## Problem to work on
Lines from the one containing "one point per" through the last one in the data below: write them out word for word, and only them.

Image-grounded pointing data
[Start of section]

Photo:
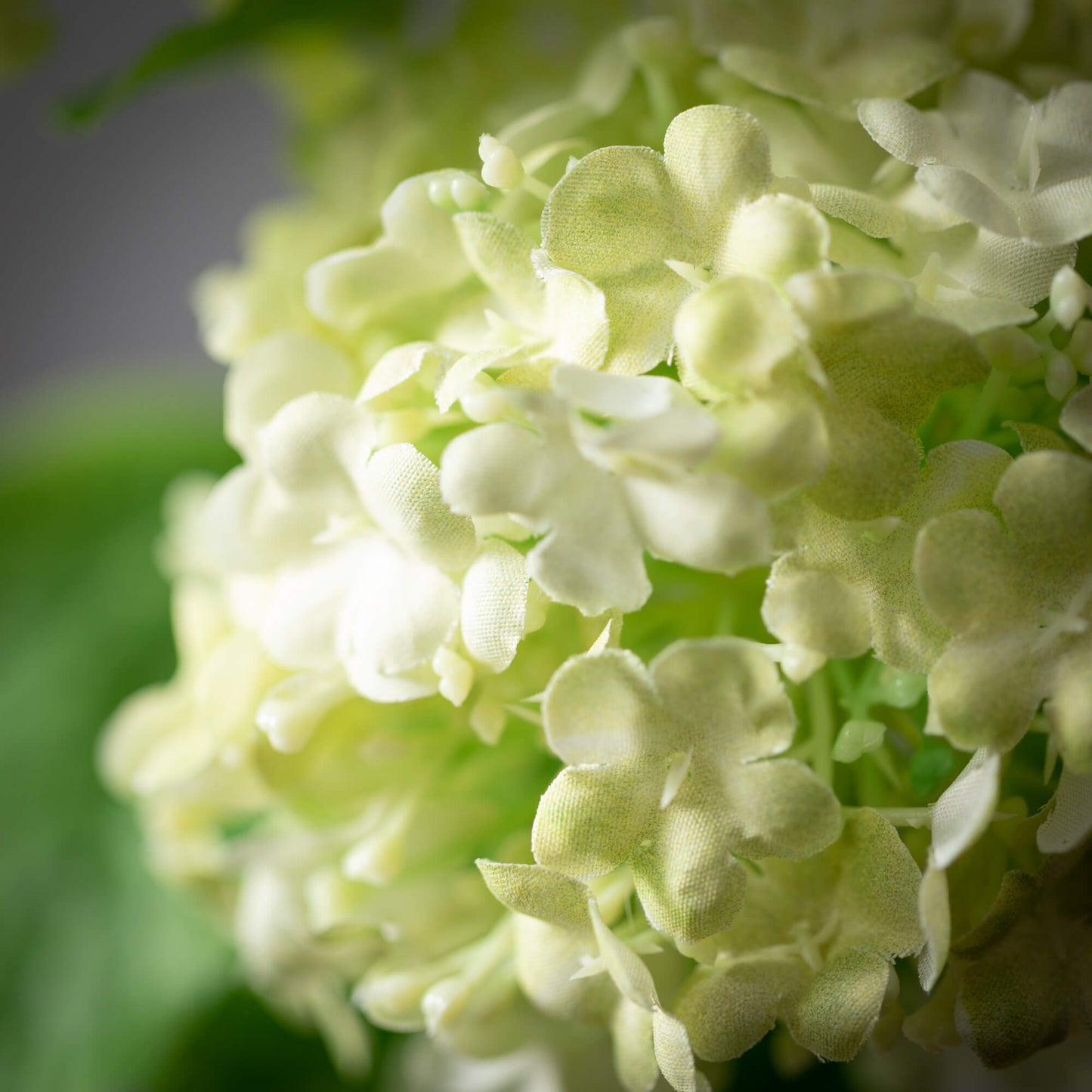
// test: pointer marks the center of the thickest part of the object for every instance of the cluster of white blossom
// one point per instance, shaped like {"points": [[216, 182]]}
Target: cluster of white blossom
{"points": [[657, 592]]}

[End of section]

## Problem solution
// one point per instance, shaped like {"points": [[216, 182]]}
Target: cluster of white blossom
{"points": [[657, 592]]}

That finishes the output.